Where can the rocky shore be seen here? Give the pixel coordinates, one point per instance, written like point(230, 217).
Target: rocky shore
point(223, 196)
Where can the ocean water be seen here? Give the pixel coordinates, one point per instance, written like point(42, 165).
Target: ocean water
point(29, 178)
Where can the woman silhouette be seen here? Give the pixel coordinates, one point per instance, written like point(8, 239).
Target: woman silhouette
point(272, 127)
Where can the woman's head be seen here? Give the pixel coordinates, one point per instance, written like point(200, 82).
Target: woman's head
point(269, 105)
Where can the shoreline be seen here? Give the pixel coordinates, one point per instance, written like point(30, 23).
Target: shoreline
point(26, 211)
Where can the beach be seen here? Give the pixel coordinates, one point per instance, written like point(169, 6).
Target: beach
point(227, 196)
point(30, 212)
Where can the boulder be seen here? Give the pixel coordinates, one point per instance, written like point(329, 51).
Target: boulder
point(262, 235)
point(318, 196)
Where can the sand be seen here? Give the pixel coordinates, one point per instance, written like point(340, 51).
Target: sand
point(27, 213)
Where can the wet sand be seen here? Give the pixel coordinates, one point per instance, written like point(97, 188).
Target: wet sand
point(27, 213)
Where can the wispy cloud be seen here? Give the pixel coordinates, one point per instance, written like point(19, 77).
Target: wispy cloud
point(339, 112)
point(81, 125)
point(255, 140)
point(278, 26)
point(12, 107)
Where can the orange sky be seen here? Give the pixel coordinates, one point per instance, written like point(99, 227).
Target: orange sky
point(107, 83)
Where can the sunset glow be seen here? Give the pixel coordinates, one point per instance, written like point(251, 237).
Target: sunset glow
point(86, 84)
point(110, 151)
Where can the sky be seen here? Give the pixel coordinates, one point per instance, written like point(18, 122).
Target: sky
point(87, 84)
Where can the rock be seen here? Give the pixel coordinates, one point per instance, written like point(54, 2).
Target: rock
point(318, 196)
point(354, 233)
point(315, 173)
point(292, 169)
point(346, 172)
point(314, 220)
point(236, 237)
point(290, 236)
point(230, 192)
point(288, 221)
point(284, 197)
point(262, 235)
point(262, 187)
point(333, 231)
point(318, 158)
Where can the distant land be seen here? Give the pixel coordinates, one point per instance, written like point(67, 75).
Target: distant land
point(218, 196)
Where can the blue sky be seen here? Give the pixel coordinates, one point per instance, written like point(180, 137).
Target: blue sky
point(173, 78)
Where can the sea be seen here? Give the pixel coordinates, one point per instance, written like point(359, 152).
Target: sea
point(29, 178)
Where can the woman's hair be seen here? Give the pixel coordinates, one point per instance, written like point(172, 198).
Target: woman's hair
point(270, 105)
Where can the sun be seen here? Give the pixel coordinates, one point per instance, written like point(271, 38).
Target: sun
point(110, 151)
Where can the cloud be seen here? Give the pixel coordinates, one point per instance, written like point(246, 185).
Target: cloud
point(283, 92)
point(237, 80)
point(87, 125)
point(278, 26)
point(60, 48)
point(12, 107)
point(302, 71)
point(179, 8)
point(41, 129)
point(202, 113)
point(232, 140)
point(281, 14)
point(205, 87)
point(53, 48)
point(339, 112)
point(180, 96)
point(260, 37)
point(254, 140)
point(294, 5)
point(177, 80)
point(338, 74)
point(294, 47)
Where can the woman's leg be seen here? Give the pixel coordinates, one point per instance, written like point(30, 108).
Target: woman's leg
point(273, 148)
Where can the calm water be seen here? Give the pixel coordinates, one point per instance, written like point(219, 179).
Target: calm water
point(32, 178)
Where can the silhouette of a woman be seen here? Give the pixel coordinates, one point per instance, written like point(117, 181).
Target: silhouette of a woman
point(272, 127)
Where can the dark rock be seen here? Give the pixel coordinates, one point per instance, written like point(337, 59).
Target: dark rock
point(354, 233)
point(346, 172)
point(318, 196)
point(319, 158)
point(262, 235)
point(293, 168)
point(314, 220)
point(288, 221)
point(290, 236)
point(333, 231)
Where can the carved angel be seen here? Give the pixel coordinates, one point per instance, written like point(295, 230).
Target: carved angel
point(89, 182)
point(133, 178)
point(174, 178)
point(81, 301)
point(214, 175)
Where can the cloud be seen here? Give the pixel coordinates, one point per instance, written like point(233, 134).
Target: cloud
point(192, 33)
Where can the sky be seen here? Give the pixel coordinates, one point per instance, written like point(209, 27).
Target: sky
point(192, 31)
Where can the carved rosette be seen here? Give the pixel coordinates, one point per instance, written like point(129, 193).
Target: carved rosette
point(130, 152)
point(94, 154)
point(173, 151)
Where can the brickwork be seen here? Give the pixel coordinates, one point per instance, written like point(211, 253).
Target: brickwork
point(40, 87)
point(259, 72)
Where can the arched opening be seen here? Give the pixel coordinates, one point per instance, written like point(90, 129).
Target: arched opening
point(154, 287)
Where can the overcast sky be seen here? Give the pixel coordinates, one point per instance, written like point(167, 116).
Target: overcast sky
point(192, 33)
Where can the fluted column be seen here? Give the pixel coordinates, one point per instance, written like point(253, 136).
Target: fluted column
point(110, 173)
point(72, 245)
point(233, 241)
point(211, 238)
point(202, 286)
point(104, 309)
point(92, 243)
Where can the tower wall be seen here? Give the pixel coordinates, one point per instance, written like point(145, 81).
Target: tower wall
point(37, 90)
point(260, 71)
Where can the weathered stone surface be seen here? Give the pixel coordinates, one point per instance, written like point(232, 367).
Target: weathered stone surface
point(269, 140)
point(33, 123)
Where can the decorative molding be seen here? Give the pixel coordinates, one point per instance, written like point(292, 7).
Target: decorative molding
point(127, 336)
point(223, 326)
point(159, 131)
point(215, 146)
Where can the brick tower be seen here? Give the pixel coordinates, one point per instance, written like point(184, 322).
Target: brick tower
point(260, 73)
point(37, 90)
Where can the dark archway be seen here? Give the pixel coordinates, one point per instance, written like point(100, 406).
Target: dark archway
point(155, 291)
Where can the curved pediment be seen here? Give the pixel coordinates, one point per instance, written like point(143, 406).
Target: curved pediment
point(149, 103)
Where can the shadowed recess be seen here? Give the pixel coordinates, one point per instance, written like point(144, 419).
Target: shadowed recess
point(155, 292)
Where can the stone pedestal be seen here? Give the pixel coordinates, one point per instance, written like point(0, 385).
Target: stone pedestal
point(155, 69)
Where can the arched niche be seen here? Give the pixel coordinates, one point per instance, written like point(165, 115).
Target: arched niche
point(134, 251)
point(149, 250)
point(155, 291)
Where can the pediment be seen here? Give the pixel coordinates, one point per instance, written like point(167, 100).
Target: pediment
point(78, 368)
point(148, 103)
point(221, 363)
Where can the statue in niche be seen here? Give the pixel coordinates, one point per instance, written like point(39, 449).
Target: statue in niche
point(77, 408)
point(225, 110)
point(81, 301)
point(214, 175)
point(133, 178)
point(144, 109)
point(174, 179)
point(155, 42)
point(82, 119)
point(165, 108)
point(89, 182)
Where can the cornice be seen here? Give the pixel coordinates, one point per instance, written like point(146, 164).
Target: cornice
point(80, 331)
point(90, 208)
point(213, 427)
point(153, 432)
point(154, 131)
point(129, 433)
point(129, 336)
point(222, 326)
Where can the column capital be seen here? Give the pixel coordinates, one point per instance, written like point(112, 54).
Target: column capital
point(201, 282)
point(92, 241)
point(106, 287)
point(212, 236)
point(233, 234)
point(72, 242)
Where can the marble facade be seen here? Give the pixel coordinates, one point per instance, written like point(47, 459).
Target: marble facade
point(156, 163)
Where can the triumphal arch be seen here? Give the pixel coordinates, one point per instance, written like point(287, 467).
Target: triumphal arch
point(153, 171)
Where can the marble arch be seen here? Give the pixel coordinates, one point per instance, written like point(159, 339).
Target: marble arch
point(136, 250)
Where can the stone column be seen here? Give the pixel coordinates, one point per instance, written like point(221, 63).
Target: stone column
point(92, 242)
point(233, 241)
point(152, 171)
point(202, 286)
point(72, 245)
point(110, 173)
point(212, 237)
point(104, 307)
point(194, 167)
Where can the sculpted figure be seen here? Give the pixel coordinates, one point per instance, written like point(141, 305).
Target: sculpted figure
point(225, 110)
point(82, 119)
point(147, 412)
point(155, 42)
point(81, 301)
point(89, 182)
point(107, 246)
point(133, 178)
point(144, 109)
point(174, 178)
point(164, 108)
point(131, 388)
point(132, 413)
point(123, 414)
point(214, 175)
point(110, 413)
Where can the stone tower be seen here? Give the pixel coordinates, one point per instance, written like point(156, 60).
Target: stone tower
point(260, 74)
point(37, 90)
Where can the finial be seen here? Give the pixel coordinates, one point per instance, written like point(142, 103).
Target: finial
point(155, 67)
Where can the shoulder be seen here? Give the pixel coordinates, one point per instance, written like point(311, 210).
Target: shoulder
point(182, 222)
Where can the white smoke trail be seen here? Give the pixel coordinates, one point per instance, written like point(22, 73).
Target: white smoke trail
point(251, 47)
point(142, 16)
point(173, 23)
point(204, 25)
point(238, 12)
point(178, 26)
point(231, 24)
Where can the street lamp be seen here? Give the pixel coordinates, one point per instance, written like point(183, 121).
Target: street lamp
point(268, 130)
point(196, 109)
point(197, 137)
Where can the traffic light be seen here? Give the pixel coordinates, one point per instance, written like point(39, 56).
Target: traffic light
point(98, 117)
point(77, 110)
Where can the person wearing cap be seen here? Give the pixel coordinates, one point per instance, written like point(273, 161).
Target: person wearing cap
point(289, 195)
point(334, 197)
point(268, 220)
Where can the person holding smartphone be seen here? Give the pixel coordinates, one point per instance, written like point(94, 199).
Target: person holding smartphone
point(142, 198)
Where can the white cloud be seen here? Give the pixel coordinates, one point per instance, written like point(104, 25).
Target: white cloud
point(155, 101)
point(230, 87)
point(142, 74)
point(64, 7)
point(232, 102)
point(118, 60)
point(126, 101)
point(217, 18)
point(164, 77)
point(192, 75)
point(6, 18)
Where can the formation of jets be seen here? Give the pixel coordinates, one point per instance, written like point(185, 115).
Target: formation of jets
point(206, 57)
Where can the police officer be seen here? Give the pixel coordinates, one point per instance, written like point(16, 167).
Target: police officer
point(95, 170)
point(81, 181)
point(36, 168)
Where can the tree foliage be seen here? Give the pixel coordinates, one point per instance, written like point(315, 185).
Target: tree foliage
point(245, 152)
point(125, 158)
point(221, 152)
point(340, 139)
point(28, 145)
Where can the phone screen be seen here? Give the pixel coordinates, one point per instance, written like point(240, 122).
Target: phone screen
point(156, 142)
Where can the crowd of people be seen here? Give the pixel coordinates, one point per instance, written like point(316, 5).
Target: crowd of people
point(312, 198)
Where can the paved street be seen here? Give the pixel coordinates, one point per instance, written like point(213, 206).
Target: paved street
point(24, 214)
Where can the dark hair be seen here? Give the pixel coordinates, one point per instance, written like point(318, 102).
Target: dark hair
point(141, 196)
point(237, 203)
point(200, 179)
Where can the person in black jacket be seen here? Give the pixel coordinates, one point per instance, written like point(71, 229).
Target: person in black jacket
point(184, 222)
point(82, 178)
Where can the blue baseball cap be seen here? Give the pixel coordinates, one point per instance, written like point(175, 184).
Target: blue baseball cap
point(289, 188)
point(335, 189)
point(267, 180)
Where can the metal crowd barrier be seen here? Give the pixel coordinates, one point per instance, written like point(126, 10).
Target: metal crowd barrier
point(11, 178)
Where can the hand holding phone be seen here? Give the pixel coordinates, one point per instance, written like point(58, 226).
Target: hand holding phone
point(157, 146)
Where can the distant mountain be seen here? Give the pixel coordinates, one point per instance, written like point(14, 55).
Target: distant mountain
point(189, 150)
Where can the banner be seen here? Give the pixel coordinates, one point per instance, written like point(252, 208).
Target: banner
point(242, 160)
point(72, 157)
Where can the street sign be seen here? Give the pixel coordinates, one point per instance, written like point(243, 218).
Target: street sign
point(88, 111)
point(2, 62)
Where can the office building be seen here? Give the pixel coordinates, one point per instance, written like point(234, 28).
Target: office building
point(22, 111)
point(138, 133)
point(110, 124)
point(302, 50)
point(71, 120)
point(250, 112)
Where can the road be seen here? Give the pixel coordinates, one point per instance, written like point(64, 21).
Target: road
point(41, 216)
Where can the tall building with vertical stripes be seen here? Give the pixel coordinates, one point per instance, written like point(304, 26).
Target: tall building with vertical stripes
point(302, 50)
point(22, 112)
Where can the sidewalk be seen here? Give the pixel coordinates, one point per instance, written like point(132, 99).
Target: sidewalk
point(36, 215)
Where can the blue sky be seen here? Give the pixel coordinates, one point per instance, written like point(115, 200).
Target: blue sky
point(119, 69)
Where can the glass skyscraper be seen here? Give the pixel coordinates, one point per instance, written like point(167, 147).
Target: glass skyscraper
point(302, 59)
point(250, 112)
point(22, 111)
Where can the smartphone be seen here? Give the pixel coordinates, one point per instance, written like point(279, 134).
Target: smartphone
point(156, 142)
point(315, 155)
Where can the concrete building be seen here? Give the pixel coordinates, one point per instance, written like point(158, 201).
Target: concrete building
────────────────────────────────────────
What is expected - Convert the listing into a Markdown table with the columns "No." and "Line": number each row and put the line's text beside it. Cover everything from the start of the listing through the line containing "point(269, 105)", and leave out any blank lines.

Complete answer -
| No. | Line |
|---|---|
| 1 | Where can the rocky shore be seen here? Give the pixel coordinates, one point per instance, written like point(230, 217). |
| 2 | Target: rocky shore |
| 3 | point(223, 196) |
| 4 | Where can the ocean water be seen here? Give the pixel coordinates, one point per instance, written like point(42, 165). |
| 5 | Target: ocean water |
| 6 | point(29, 178) |
| 7 | Where can the woman silhouette be seen here? Give the pixel coordinates, one point per instance, written like point(8, 239). |
| 8 | Target: woman silhouette |
| 9 | point(272, 127) |
| 10 | Where can the woman's head be seen here? Give the pixel coordinates, one point per instance, written like point(200, 82). |
| 11 | Target: woman's head |
| 12 | point(269, 105) |